* GIVEN PASSAGE *
▬▬▬▬▬▬

Orders
- Ordination: 1972

Personal details
- Born: February 20, 1945 Staten Island, New York, U.S.
- Died: April 6, 2022 (aged 77) Washington, DC, U.S.
- Denomination: Roman Catholic
- Residence: Wolfington Hall, Georgetown University (Jesuit Residence)
- Occupation: Jesuit priest, university professor, editor
- Alma mater: Yale University, Woodstock College, Fordham University

= Drew Christiansen =

Jesuit priest and university professor (1945–2022)

Andrew Joseph Christiansen (February 20, 1945 – April 6, 2022) was an American Jesuit priest and author. He was Distinguished Professor of Ethics and Human Development at the Georgetown University Walsh School of Foreign Service, a senior fellow at the Berkley Center for Religion, Peace, and World Affairs, and the former editor-in-chief of the Jesuit magazine America. His areas of research included nuclear disarmament, nonviolence and just peacemaking, Catholic social teaching, and ecumenical public advocacy.

==Early life and education==

Christiansen, of Danish and Italian descent, grew up in Staten Island, New York. He earned his Ph.D. (1982), M.Phil., and M.A. from Yale University; an S.T.M. and M.Div. from Woodstock College. He was twice a fellow at the Woodstock Theological Center, Washington, D.C. (1977–1980, 1998–2002), serving as the center's acting director in 2002. His undergraduate degree, A. B., was from Fordham University.

▬▬▬▬▬▬

* INSTRUCTIONS TO FOLLOW *
Please reproduce the stretch of the Drew Christiansen biography from "- Died: April" through "university professor (1945–2022)".

* DATA EXTRACT *
▬▬▬▬▬▬

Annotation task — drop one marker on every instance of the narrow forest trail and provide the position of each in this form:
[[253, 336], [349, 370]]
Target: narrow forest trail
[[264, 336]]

▬▬▬▬▬▬

* ANSWER BELOW *
- Died: April 6, 2022 (aged 77) Washington, DC, U.S.
- Denomination: Roman Catholic
- Residence: Wolfington Hall, Georgetown University (Jesuit Residence)
- Occupation: Jesuit priest, university professor, editor
- Alma mater: Yale University, Woodstock College, Fordham University

= Drew Christiansen =

Jesuit priest and university professor (1945–2022)